* VORGEGEBENER TEXT *
Das mit der Unübersichtlichkeit ist OK, aber das muss sich entwickeln und ich bin der Meinung das es noch keinen Sinn macht bei 30 User jetzt an den Kategorien rumzubasteln. Soabld es ein paar mehr sind, wird sich da aber sicher was ändern. Schau mal unter http://gentooforum.lexx.ipme.de/viewtopic.php?t=13

da steht was zu dem Thema.

Gruss

Lexx

----------

## plate

Anmeldung beim offiziellen deutschsprachigen Gentoo-Forum (für das die Leute hier gekämpft haben) mit dem einzigen Ziel, im ersten Posting das eigene Produkt anzupreisen: Beste Voraussetzungen, um hier gesperrt zu werden. Was glaubst Du eigentlich, wie sowas bei den Leuten ankommt, die sich seit April letzten Jahres mit dem deutschen Gentoo-Projekt den Arsch aufscheuern, und mit denen Du sicherheitshalber offenbar keinen Kontakt aufgenommen hast?

----------

## LexxMM

@plate: Nein, wieso auch ? Unser Projekt hat ja nichts mit gentoo.org zutun. Selbstverständlich würde ich eine gegenseitige Verlinkung begrüßen, aber dafür ist es sicher viel zu früh. Sobald wir ein paar hundert User haben (was sicher nicht so schnell passiert) werde ich mich natürlich an gentoo.org wenden. Momentan sehen ich keinen Anlaß dafür. 

"deutschsprachigen Gentoo-Forum (für das die Leute hier gekämpft haben)"  <---- ahjaaaa und da ist keiner auf die Idee gekommen was eigenes ins Netz zu stellen ? Ohhhhhhh stimmt, shit ich hab ja vergessen das es schon 3764,32 Gentoo Foren gibt....leider alle inoffiziell....mir kommen die Tränen ! 

Ernsthaft: Deine Argumente sind nicht sonderlich fest !

Die Sperrung würde ich in Kauf nehmen, wobei ich die Admins/Mods etc. von gentoo.org nicht für so oberflächlich halte.

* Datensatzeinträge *
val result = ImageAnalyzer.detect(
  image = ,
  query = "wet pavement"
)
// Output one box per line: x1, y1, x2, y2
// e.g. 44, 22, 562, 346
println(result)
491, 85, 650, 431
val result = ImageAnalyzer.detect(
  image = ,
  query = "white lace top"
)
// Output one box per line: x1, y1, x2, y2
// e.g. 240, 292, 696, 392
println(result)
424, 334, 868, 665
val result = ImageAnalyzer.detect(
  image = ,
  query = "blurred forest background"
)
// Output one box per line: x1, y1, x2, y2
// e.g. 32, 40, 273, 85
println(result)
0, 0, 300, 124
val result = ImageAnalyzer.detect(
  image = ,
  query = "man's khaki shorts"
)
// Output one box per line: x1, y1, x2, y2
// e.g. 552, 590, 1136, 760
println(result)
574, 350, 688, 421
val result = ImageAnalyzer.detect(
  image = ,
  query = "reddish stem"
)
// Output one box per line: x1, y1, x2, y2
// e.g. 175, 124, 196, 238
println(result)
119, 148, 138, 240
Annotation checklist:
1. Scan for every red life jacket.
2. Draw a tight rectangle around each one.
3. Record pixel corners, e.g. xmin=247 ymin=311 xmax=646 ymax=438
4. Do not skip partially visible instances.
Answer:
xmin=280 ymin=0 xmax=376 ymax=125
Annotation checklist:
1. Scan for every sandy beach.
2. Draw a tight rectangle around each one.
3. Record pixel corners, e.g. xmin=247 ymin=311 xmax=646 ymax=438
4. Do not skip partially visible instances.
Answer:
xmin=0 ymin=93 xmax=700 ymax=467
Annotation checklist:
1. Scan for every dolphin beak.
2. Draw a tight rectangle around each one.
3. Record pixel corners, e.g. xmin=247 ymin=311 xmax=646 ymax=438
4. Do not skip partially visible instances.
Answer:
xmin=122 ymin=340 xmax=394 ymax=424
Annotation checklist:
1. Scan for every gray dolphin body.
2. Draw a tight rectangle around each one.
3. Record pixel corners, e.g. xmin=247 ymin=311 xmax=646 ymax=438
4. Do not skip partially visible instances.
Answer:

* AUFGABE *
Aktualisiere den Abschnitt der Forumsdiskussion, der mit den Worten „Ernsthaft: Deine Argumente“ beginnt und mit „so oberflächlich halte.“ endet, indem du darin „Sperrung“ durch „Verwarnung“ ersetzt. Die Datensätze stammen aus einer anderen Quelle.

* LÖSUNG *
Ernsthaft: Deine Argumente sind nicht sonderlich fest !

Die Verwarnung würde ich in Kauf nehmen, wobei ich die Admins/Mods etc. von gentoo.org nicht für so oberflächlich halte.